— START —
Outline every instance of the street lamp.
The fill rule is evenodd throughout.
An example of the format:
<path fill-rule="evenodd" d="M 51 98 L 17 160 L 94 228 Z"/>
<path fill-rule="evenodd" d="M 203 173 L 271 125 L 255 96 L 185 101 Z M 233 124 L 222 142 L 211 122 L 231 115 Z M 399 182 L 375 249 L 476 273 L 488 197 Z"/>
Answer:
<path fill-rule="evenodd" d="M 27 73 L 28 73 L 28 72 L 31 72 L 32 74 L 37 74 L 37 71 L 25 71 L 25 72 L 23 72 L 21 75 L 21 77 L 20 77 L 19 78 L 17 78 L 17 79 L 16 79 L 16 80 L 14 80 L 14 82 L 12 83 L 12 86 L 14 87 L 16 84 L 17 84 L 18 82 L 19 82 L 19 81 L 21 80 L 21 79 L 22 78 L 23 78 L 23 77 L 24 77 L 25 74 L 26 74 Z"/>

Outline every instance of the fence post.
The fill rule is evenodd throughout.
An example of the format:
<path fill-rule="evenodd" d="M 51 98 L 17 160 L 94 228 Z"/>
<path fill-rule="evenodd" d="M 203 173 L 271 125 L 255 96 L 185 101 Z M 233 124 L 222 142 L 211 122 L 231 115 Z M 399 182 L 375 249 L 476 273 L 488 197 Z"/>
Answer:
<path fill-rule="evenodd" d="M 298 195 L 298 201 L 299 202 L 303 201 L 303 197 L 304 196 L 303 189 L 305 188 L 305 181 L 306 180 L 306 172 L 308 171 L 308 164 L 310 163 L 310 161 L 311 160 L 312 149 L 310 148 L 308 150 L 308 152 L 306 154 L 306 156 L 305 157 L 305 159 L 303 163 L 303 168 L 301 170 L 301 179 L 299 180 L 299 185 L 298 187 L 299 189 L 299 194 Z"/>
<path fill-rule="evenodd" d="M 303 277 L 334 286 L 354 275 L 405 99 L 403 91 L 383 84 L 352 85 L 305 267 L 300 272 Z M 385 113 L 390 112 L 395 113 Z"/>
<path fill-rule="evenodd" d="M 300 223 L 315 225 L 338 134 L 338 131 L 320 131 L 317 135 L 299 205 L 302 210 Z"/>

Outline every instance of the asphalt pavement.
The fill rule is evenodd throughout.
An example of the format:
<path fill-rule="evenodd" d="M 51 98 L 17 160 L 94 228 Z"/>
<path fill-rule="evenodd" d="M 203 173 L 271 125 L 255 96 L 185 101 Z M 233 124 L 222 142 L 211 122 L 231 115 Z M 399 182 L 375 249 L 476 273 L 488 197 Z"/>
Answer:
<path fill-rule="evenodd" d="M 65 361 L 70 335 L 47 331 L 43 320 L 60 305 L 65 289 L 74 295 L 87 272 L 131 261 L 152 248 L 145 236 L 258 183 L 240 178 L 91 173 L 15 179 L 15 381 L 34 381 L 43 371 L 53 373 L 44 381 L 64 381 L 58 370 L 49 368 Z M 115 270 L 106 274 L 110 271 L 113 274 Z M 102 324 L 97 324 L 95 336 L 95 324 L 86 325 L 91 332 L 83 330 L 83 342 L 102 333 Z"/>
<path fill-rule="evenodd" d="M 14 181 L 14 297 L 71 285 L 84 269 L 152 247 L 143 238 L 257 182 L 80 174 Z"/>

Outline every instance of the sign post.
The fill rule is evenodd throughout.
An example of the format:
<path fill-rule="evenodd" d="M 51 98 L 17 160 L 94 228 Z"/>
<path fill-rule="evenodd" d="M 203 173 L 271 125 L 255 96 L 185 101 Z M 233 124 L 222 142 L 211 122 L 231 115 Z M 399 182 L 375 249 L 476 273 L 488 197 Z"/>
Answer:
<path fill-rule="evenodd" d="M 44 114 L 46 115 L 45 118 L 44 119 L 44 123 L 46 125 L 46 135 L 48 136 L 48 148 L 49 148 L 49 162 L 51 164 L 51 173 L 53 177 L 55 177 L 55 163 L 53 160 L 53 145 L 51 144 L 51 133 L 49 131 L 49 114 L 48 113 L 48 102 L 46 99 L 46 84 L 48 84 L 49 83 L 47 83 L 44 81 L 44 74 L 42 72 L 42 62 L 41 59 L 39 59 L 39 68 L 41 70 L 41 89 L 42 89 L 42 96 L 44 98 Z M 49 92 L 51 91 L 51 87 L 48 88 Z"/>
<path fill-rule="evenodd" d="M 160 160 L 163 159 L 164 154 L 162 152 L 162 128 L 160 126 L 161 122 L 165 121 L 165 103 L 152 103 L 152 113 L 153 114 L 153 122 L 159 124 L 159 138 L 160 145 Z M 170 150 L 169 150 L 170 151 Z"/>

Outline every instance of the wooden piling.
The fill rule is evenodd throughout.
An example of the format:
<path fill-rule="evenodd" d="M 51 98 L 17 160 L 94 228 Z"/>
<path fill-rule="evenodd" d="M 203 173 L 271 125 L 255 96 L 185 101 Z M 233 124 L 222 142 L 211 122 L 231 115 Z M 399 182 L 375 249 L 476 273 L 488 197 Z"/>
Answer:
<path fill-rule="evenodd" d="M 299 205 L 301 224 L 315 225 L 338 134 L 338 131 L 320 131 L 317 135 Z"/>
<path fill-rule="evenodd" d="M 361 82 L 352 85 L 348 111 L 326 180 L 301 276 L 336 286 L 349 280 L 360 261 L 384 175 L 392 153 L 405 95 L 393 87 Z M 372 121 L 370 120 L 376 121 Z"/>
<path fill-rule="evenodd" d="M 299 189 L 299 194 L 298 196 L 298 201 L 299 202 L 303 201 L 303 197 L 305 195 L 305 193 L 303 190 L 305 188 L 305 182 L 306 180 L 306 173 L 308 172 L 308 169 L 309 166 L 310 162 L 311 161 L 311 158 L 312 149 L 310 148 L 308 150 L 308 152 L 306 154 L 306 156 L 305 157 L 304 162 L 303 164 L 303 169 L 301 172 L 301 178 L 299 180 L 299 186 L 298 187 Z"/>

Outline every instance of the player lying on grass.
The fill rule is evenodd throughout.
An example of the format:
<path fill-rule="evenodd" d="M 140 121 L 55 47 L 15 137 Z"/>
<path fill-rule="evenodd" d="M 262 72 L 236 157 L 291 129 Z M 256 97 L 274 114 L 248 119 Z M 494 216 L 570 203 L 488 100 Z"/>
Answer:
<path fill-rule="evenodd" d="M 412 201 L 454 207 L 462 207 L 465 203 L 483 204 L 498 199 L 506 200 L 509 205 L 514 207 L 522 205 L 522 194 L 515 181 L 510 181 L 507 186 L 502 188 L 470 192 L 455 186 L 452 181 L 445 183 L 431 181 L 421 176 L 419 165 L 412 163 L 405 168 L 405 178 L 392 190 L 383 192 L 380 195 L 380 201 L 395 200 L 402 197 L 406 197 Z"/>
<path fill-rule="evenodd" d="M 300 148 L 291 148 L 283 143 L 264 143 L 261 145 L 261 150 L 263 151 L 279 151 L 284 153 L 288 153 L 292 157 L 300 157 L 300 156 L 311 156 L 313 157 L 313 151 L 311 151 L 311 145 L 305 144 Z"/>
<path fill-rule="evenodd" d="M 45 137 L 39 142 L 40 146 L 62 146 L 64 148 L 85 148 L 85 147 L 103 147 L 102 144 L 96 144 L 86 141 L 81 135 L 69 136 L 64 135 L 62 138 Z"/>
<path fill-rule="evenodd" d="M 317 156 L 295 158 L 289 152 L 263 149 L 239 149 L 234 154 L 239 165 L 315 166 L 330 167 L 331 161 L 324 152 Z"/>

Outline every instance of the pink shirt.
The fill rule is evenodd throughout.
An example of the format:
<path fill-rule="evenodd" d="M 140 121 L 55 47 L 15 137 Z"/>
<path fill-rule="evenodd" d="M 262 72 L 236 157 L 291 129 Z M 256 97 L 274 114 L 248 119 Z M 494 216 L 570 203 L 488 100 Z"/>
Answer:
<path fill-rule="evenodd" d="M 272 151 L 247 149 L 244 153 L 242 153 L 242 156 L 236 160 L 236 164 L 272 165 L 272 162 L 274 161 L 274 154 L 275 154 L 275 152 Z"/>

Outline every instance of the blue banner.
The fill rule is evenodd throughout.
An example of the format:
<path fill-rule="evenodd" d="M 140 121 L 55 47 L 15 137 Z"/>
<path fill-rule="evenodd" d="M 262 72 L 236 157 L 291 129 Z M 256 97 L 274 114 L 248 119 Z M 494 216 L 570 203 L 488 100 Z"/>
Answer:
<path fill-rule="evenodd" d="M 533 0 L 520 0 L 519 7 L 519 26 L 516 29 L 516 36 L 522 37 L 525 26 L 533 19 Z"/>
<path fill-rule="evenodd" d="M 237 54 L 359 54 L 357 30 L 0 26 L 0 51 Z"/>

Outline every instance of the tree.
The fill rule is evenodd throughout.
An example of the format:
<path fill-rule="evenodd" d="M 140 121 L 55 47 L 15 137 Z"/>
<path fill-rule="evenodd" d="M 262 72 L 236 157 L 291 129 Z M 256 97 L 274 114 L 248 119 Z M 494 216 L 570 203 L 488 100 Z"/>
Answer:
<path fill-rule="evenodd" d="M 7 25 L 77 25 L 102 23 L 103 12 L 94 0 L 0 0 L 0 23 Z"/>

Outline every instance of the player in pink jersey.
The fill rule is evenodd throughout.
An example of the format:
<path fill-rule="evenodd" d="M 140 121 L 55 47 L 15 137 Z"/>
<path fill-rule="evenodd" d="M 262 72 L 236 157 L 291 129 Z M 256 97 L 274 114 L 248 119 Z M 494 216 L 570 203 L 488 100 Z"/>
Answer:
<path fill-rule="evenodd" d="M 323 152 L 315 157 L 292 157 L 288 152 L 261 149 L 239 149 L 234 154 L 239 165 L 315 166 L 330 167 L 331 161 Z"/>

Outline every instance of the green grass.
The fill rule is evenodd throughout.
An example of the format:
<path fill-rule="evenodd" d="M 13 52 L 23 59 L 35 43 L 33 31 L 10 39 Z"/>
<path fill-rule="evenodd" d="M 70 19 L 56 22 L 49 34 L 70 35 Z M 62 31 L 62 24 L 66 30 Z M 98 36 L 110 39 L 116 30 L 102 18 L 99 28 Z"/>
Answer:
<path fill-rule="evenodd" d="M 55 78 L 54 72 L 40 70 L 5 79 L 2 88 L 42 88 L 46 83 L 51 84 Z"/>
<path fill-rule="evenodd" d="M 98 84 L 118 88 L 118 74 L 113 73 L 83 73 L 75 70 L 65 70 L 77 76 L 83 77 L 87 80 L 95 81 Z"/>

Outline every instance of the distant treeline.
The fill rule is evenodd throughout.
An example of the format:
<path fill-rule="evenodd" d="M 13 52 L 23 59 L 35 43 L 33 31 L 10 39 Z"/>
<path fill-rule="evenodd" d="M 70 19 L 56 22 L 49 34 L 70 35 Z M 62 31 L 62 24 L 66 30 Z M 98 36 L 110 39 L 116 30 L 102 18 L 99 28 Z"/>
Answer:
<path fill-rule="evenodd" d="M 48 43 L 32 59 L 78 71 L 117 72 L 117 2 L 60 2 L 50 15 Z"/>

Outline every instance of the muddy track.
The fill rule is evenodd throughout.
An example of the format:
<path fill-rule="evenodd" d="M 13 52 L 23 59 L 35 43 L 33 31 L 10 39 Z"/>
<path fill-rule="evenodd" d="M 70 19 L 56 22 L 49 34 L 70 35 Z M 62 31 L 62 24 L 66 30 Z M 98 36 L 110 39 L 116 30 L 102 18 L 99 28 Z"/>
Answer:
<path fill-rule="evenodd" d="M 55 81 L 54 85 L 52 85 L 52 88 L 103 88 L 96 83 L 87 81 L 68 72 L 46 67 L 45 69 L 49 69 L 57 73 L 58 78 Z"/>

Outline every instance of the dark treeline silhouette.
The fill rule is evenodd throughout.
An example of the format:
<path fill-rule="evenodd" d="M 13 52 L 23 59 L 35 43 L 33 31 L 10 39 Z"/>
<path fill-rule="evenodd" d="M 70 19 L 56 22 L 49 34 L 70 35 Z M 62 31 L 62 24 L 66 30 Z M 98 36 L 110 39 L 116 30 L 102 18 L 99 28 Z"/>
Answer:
— END —
What you need to do: Retype the lines starting with the one that contains "Outline every instance of the green grass." and going on through the one that contains "98 84 L 118", both included, with nothing changed.

Exercise solution:
Outline every instance of the green grass.
The fill rule is evenodd throughout.
An example of the format:
<path fill-rule="evenodd" d="M 13 52 L 23 59 L 35 43 L 33 31 L 10 39 Z"/>
<path fill-rule="evenodd" d="M 70 19 L 56 22 L 49 34 L 70 35 Z M 62 31 L 62 24 L 66 30 Z M 98 36 L 110 39 L 116 30 L 102 18 L 99 28 Z"/>
Answer:
<path fill-rule="evenodd" d="M 55 78 L 54 72 L 40 70 L 5 79 L 2 88 L 42 88 L 46 83 L 51 84 Z"/>
<path fill-rule="evenodd" d="M 98 84 L 118 88 L 118 74 L 113 73 L 83 73 L 75 70 L 65 70 L 77 76 L 83 77 L 87 80 L 95 81 Z"/>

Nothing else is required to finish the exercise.